━━━━━ Data ━━━━━

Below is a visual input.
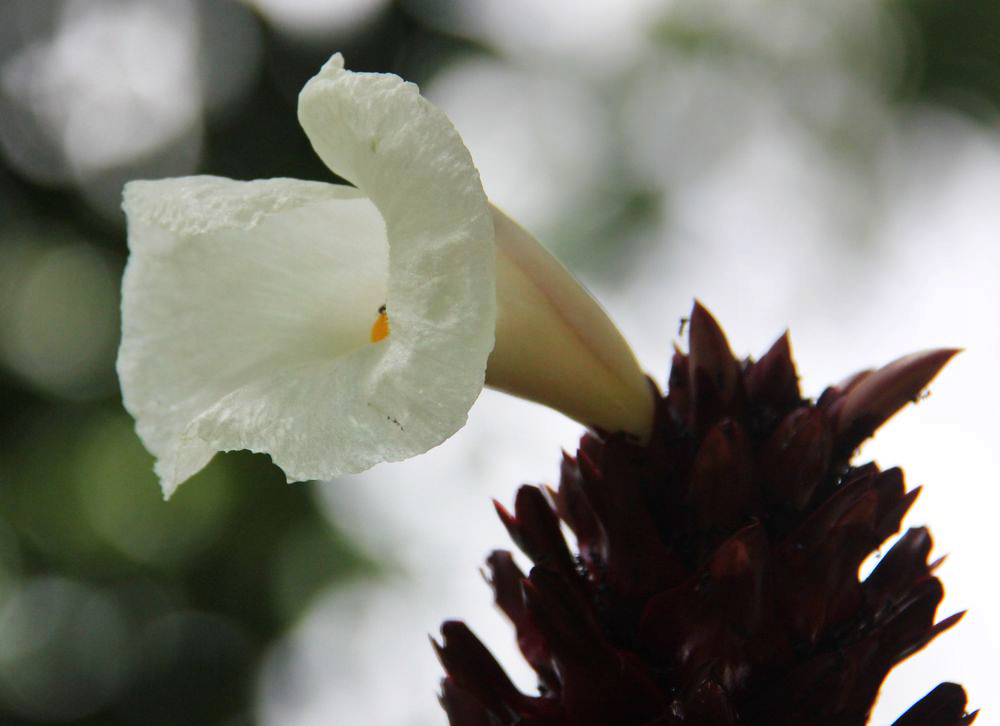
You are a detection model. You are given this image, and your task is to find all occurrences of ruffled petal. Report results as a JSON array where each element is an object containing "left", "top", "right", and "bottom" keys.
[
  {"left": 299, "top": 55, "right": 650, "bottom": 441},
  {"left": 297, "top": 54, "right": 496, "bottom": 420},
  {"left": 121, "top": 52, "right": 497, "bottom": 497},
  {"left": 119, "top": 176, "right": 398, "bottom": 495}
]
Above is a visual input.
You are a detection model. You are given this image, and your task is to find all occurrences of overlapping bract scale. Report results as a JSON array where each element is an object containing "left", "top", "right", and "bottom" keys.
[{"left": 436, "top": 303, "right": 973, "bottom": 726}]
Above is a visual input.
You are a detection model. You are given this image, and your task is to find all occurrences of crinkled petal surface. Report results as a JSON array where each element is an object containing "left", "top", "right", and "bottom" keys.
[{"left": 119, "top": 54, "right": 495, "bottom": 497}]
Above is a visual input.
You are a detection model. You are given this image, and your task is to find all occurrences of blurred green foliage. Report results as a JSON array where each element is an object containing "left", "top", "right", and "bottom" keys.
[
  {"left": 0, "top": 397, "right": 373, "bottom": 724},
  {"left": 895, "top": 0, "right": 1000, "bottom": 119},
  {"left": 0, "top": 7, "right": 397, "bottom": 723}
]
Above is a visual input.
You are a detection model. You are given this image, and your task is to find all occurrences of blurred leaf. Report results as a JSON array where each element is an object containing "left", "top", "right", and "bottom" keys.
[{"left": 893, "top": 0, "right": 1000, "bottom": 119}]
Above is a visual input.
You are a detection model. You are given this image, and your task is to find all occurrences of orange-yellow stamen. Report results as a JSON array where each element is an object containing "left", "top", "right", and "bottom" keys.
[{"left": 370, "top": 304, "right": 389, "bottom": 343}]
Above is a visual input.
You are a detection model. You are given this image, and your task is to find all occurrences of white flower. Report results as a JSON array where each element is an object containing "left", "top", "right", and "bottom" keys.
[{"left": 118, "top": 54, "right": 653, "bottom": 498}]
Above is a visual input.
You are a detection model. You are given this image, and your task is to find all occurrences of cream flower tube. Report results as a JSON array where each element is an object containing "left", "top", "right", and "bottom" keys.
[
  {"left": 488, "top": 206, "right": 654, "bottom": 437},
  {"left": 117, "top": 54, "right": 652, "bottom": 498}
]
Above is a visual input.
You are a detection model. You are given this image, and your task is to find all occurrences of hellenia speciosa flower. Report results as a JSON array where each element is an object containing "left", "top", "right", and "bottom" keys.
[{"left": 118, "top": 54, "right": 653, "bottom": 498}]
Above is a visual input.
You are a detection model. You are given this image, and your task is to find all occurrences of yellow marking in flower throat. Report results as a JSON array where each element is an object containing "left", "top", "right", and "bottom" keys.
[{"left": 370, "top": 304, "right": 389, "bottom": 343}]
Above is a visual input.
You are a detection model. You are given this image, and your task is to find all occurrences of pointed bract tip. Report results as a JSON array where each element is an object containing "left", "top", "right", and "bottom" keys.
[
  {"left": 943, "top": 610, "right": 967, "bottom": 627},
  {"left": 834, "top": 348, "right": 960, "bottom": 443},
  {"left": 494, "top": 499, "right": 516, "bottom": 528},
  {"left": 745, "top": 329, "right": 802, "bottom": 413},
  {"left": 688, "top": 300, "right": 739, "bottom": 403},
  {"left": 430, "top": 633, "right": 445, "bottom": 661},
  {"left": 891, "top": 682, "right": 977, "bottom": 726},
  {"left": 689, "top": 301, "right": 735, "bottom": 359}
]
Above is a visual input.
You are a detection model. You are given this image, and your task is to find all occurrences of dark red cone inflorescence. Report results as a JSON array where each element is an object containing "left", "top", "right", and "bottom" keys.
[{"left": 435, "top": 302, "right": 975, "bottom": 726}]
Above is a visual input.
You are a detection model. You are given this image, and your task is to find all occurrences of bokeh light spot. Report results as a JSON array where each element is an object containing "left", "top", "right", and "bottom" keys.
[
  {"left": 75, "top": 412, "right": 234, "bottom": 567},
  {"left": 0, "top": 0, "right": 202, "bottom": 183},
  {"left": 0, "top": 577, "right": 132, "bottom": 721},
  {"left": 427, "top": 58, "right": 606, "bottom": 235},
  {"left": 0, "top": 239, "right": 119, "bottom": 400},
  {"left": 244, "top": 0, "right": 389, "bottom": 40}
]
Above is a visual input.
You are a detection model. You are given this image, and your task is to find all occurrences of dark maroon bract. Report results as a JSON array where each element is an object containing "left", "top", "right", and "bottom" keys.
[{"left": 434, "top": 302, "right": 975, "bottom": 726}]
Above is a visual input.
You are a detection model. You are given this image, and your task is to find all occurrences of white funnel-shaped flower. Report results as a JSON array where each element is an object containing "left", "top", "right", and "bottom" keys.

━━━━━

Repeat the records above exactly, leaving out the pictures.

• **Output of the exercise**
Below is a visual input.
You are a detection model. You are given this image, and your task is to find all occurrences of ruffled petal. Report results as a JSON array where each element is an object containing "left", "top", "right", and "bottom" keys.
[
  {"left": 299, "top": 55, "right": 650, "bottom": 441},
  {"left": 297, "top": 54, "right": 496, "bottom": 420},
  {"left": 121, "top": 52, "right": 497, "bottom": 497},
  {"left": 119, "top": 176, "right": 398, "bottom": 495}
]
Above is a visual input.
You are a detection model. You are given this image, and your task is to find all occurrences of overlapping bract scale. Report results as a JSON array where each element is an object containing "left", "top", "right", and "bottom" keys.
[{"left": 436, "top": 303, "right": 973, "bottom": 726}]
Above is a visual input.
You are a detection model. You are given this image, and your task is to find all occurrences of crinkled petal surface. Report results as a JSON array where each element is an object containing "left", "top", "right", and "bottom" keys.
[{"left": 119, "top": 54, "right": 495, "bottom": 497}]
Above is a visual input.
You are a detection model. You are given this image, and your task is to find all occurrences of blurred green foliage. Report results as a JSON array where each element is an object containing "left", "top", "right", and "bottom" keys.
[
  {"left": 0, "top": 397, "right": 373, "bottom": 724},
  {"left": 895, "top": 0, "right": 1000, "bottom": 119},
  {"left": 0, "top": 7, "right": 397, "bottom": 723}
]
Above is a visual input.
You are a detection model. You are given this image, and your task is to find all occurrences of blurred leaf. Report results as a JSON array where each element is an object containing "left", "top", "right", and "bottom" keys.
[{"left": 893, "top": 0, "right": 1000, "bottom": 119}]
Above is a visual input.
You are a detection model. You are given this image, and your task is to find all occurrences of orange-yellow stamen. Report results as a JSON array where each element is an object containing "left", "top", "right", and "bottom" keys.
[{"left": 370, "top": 304, "right": 389, "bottom": 343}]
Above is a visual input.
You are a detection model. You are given this image, and your task is to find all occurrences of white flower. Report results as a JSON array where each element is an object containing "left", "top", "right", and "bottom" keys.
[{"left": 118, "top": 54, "right": 653, "bottom": 498}]
Above is a visual input.
You are a detection model. You are given this image, and your task is to find all occurrences of cream flower tube. Report results as a JSON array where each element is an object containing "left", "top", "right", and "bottom" keys.
[
  {"left": 488, "top": 206, "right": 654, "bottom": 437},
  {"left": 117, "top": 54, "right": 652, "bottom": 498}
]
Above is a visual input.
You are a detection model. You are given this image, and your task is to find all occurrences of hellenia speciosa flower. Report results as a JSON array where each element is an object containing "left", "top", "right", and "bottom" keys.
[{"left": 118, "top": 54, "right": 653, "bottom": 498}]
Above is a visual input.
You are a detection model. You are given this image, and your task is to find all occurrences of yellow marking in flower throat. Report results as a JSON array where each element is an object containing "left", "top", "right", and "bottom" keys.
[{"left": 370, "top": 304, "right": 389, "bottom": 343}]
Above is a visual input.
You are a detection model. You are given this image, and your task is to find all occurrences of pointed bract tip. Report results as a JSON array where each element is an object containing "left", "top", "right", and "bottom" keys.
[
  {"left": 943, "top": 610, "right": 967, "bottom": 627},
  {"left": 834, "top": 348, "right": 960, "bottom": 443},
  {"left": 494, "top": 499, "right": 516, "bottom": 528},
  {"left": 745, "top": 329, "right": 802, "bottom": 413},
  {"left": 688, "top": 300, "right": 739, "bottom": 403},
  {"left": 430, "top": 633, "right": 445, "bottom": 661},
  {"left": 891, "top": 682, "right": 977, "bottom": 726},
  {"left": 689, "top": 301, "right": 735, "bottom": 359}
]
Above is a visual input.
You are a detection model. You are given this image, and your task is to find all occurrences of dark red cone inflorescence. Report results as a JSON array where each element is an object containing "left", "top", "right", and "bottom" keys.
[{"left": 435, "top": 302, "right": 975, "bottom": 726}]
Above is a visual input.
You are a detection model. You are given this image, and your task is to find all occurrences of bokeh light spot. Report results as a JSON array where each element is an object containing "left", "top", "right", and "bottom" keys.
[
  {"left": 75, "top": 412, "right": 234, "bottom": 567},
  {"left": 0, "top": 0, "right": 202, "bottom": 183},
  {"left": 0, "top": 577, "right": 132, "bottom": 721},
  {"left": 427, "top": 58, "right": 606, "bottom": 235},
  {"left": 0, "top": 239, "right": 119, "bottom": 400},
  {"left": 244, "top": 0, "right": 389, "bottom": 40}
]
Above is a visual input.
You are a detection model. You are given this image, and your task is to find all occurrences of dark maroon bract. Report results as a JSON array where each element is an object containing "left", "top", "right", and "bottom" keys.
[{"left": 434, "top": 302, "right": 975, "bottom": 726}]
Above is a visual input.
You are a detection model. You are given this image, and your task is to find all occurrences of white funnel-shaped flower. Report results as a JSON array where each element is an object containing "left", "top", "right", and "bottom" keys.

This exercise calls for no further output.